■ Required work ■
Rewrite every item below, replacing "benchmark" with "evaluation" and leaving all other text unchanged. Omit the pictures from your answer.

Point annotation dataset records
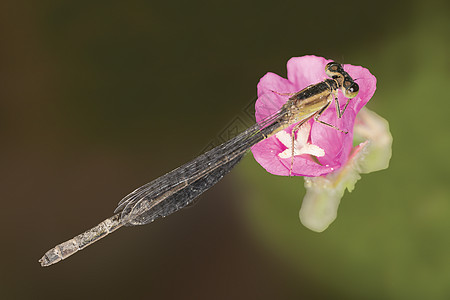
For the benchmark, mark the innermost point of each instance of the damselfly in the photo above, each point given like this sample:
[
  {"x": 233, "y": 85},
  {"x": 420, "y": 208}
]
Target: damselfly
[{"x": 178, "y": 188}]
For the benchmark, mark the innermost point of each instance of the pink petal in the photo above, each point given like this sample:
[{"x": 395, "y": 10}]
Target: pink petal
[
  {"x": 269, "y": 102},
  {"x": 304, "y": 71}
]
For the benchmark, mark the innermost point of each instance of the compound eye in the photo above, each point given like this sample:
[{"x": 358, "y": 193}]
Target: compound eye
[
  {"x": 333, "y": 69},
  {"x": 350, "y": 89}
]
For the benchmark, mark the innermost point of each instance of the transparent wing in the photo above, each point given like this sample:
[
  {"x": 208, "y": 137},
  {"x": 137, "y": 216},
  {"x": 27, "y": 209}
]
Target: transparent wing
[{"x": 178, "y": 188}]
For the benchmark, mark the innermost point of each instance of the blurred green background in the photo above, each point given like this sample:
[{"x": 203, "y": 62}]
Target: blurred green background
[{"x": 99, "y": 97}]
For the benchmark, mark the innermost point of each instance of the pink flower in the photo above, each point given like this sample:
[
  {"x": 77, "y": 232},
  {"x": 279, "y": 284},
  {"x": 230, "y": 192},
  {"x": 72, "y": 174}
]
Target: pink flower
[{"x": 330, "y": 147}]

■ Complete response ■
For the evaluation, mark the innermost point of each instance of the damselfly in the photo above, each point given like this sample:
[
  {"x": 233, "y": 85},
  {"x": 420, "y": 208}
]
Target: damselfly
[{"x": 178, "y": 188}]
For the evaluation, mark the innermost point of each instance of the pink petal in the photo above, each point given like this sample:
[{"x": 395, "y": 10}]
Target: pink petal
[
  {"x": 269, "y": 102},
  {"x": 304, "y": 71}
]
For the evaluation, mark the innermost point of each instance of the compound eye in the photo above, each point given like this sample:
[{"x": 358, "y": 193}]
Target: compound eye
[
  {"x": 333, "y": 69},
  {"x": 350, "y": 89}
]
For the evaluation, mark the innermost point of each instance of the transparent wing in the photo above, each point given like this sample:
[
  {"x": 208, "y": 137},
  {"x": 137, "y": 216},
  {"x": 27, "y": 209}
]
Target: transparent wing
[{"x": 178, "y": 188}]
For the evaluation, mark the innermost point of each instance of the blurred green background in the photo above, each point given like this sample:
[{"x": 203, "y": 62}]
Target: blurred green background
[{"x": 99, "y": 97}]
For the evaluation, mark the innermost point of each instance of the pink flower in the photo above, each point given like this sample:
[
  {"x": 77, "y": 232},
  {"x": 279, "y": 284},
  {"x": 230, "y": 192},
  {"x": 72, "y": 174}
]
Target: pink flower
[{"x": 330, "y": 147}]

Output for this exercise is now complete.